What the exercise asks: Reproduce the listing from the line with "the stone step" to the line with "[1100, 228]", changing "arched doorway" to "arched entryway" and leaving everything else as it is.

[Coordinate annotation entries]
★ ★ ★

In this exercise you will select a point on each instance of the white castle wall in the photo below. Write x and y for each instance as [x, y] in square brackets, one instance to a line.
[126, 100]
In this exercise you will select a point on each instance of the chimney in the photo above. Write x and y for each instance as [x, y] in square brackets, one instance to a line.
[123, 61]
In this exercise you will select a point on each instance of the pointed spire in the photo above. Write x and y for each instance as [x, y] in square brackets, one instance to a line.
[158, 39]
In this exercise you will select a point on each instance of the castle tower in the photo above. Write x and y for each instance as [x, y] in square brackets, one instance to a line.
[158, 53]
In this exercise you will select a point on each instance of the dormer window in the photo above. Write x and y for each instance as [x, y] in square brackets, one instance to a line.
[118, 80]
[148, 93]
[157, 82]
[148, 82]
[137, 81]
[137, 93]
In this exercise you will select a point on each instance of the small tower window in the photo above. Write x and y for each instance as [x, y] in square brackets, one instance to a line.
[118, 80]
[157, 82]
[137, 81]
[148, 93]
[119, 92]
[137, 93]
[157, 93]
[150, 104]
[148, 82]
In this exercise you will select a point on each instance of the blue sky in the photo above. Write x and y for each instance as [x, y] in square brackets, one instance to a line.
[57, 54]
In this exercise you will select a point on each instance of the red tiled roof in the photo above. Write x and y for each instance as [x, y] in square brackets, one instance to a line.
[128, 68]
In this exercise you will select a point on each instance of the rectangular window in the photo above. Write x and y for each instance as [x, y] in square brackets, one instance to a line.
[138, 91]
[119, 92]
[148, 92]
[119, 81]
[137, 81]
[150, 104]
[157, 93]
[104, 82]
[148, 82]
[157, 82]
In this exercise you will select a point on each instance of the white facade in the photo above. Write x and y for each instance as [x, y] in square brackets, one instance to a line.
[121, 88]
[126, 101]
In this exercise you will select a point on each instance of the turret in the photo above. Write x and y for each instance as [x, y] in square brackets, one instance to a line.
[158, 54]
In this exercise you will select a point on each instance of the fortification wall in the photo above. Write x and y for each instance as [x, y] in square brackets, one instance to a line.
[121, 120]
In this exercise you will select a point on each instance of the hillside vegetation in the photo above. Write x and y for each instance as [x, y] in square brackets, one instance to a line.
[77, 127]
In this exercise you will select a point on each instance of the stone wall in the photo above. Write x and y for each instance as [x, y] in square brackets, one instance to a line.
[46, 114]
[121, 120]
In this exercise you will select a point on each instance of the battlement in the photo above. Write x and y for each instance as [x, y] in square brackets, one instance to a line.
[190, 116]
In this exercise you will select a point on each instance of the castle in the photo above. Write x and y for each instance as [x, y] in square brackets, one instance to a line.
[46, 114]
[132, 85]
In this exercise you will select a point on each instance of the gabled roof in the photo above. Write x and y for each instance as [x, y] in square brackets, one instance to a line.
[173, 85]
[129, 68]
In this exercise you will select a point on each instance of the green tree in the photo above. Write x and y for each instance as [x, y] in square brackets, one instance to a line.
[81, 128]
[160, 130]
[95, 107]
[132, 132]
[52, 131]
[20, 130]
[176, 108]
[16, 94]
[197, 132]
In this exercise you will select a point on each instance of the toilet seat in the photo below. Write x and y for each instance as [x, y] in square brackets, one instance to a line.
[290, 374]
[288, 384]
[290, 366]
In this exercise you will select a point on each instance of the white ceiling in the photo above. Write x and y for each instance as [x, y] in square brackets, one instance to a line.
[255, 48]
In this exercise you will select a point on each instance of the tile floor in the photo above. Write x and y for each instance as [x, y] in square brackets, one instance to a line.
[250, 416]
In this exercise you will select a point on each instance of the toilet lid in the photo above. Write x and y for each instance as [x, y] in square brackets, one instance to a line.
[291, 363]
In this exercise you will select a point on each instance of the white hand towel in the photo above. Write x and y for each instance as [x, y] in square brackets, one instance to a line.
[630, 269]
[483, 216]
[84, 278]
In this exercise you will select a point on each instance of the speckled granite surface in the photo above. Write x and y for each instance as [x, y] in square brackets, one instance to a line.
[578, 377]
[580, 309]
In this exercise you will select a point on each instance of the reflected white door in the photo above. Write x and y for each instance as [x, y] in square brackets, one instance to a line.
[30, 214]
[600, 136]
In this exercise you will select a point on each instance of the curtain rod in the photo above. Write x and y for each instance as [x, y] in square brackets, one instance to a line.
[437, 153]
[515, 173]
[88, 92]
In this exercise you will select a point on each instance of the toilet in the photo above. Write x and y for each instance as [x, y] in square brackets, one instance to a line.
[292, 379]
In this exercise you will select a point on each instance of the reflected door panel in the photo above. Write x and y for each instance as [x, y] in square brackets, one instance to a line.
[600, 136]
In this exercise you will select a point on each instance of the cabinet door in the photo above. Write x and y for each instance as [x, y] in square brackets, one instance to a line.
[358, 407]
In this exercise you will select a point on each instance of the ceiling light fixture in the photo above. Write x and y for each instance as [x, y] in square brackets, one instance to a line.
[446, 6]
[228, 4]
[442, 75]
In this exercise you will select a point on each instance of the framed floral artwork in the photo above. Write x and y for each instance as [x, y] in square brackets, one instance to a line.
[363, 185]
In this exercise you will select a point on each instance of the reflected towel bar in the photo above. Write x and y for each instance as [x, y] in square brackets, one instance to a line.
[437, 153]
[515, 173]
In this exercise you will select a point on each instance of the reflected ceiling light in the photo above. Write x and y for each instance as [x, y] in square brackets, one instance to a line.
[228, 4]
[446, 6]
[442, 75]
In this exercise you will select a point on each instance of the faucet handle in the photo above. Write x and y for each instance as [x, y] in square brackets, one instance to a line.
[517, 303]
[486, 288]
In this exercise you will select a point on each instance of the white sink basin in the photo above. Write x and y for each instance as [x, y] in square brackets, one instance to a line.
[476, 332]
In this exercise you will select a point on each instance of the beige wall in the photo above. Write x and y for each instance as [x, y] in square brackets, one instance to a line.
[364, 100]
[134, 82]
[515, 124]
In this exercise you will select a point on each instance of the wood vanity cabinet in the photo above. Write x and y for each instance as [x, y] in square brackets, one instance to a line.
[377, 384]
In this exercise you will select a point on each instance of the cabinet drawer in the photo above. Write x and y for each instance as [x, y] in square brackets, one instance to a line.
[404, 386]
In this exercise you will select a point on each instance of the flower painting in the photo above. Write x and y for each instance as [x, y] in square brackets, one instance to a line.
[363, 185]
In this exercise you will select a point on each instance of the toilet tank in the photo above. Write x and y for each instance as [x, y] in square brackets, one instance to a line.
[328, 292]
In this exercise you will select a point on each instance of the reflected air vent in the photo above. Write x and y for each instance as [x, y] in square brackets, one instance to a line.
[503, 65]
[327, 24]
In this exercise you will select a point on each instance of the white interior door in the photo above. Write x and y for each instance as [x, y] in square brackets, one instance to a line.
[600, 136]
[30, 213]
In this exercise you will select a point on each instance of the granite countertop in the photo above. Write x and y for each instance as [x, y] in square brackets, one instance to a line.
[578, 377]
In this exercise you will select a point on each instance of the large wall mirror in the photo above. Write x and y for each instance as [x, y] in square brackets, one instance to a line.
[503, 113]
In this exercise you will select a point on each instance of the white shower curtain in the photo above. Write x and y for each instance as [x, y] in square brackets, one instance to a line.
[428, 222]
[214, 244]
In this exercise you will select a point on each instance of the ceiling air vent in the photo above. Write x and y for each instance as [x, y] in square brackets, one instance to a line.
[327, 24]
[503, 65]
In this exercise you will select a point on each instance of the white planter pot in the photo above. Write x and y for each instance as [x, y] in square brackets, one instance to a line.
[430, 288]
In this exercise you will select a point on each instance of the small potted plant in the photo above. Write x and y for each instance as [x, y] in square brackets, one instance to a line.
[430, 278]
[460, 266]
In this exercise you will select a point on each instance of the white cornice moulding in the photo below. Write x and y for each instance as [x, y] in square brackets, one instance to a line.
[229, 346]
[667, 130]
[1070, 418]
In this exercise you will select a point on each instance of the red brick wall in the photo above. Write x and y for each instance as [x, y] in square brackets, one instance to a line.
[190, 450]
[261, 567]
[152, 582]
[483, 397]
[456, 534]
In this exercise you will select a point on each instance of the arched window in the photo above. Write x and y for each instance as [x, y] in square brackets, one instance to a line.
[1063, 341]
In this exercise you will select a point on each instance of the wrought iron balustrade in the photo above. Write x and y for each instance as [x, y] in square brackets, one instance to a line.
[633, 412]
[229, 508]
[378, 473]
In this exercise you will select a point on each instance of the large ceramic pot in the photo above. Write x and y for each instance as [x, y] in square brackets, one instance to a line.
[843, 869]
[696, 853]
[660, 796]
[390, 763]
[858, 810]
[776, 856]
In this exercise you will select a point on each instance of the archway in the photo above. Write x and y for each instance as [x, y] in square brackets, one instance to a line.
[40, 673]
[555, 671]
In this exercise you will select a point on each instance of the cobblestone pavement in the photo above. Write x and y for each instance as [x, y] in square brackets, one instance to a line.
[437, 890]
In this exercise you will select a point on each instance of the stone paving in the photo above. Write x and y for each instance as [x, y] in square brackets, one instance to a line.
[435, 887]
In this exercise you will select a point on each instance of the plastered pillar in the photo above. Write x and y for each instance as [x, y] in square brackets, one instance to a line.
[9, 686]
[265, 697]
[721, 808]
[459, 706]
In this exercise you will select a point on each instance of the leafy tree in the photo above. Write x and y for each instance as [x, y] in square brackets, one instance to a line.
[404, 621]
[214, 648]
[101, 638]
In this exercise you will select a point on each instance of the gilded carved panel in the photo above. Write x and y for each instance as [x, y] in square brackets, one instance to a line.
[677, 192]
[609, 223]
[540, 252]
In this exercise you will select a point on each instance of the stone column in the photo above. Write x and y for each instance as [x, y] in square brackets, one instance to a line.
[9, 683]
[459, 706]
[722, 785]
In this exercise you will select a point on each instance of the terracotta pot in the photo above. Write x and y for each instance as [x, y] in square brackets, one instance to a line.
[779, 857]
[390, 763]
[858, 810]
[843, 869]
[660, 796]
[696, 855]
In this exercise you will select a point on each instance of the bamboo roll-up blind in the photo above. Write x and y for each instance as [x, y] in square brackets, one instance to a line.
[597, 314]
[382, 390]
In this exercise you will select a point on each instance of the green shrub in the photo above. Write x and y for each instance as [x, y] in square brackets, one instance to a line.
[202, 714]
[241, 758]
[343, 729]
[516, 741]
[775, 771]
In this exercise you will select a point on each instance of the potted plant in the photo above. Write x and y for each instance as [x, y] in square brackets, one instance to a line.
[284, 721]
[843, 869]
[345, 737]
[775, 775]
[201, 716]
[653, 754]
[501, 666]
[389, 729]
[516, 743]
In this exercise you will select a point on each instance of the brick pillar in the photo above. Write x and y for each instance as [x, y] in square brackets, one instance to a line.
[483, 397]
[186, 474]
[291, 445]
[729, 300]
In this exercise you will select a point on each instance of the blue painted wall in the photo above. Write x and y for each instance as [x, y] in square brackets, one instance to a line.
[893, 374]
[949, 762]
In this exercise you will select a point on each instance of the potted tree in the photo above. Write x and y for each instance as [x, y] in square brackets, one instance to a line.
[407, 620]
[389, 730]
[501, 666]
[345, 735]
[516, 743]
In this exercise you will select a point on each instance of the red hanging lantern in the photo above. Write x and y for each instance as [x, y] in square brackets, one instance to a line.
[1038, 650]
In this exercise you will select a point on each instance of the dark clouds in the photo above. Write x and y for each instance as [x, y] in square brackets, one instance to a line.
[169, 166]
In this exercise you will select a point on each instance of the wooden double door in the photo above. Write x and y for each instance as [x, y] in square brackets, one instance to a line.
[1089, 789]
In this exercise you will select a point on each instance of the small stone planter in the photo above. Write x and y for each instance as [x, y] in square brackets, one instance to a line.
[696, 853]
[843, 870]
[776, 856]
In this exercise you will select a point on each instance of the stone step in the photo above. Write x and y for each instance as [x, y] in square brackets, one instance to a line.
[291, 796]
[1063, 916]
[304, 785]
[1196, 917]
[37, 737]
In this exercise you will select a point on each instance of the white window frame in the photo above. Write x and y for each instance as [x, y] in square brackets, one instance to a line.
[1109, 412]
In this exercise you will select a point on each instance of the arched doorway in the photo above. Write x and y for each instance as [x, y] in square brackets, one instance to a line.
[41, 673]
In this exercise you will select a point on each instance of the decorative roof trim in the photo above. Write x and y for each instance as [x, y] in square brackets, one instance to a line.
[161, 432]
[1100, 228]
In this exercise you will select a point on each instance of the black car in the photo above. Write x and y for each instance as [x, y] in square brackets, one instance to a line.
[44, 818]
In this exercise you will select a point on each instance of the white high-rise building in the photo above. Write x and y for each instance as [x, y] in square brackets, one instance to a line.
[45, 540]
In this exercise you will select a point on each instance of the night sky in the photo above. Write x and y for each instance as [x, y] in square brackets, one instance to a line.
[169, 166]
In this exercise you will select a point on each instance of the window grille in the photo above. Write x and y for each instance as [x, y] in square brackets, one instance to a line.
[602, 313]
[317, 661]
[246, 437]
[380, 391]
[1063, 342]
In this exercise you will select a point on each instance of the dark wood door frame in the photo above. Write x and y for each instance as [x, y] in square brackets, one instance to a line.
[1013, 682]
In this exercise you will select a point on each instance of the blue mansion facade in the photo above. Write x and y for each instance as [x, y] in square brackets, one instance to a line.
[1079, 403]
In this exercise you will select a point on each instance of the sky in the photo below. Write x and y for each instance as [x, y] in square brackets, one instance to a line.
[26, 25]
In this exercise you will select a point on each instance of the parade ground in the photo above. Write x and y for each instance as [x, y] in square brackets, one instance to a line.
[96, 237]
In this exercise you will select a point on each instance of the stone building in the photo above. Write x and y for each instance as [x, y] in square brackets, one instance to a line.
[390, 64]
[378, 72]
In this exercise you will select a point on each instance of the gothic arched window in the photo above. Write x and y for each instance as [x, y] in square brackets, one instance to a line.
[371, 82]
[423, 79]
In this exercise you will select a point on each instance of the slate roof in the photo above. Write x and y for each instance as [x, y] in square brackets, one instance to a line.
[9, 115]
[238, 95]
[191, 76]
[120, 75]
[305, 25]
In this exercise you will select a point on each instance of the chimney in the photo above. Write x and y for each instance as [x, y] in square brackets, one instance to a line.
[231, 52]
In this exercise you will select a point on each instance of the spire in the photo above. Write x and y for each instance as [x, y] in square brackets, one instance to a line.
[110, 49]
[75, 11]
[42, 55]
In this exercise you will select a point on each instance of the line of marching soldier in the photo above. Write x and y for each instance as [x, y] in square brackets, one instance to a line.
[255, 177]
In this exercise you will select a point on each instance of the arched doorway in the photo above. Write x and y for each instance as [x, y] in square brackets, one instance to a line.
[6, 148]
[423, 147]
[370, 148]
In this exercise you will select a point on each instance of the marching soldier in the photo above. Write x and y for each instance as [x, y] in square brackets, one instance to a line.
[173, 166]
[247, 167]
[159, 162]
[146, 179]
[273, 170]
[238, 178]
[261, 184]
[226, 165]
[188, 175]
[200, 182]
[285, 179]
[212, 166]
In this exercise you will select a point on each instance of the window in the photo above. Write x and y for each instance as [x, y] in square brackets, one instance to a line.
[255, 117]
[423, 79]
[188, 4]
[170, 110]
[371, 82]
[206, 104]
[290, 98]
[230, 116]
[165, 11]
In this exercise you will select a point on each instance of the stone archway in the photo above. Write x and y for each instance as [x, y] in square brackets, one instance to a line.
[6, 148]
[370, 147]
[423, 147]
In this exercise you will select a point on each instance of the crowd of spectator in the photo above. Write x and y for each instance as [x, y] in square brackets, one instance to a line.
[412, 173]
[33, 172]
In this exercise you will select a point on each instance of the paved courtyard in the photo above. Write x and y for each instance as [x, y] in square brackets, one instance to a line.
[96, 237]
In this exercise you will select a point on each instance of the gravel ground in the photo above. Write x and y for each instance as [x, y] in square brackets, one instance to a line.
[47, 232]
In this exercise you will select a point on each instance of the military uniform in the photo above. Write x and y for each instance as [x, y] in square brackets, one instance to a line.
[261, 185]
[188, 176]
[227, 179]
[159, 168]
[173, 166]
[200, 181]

★ ★ ★

Solution for this exercise:
In this exercise you will select a point on each instance of the stone step in the photo above. Write x and y for each instance as [x, y] in square brackets, one instance to a line.
[291, 796]
[1063, 916]
[304, 785]
[1196, 917]
[37, 737]
In this exercise you will select a point on each instance of the white window frame in the photo above. Write x and y for each instance as [x, y] in square brackets, one instance to a line.
[1109, 412]
In this exercise you will select a point on each instance of the arched entryway in the photo above. Write x and y for each instance as [x, y] in square brackets, one instance to a line.
[41, 673]
In this exercise you will select a point on each instance of the decorative roof trim in the photo above. Write x and y for each instance as [x, y] in square brackets, one instance to a line.
[161, 432]
[1100, 228]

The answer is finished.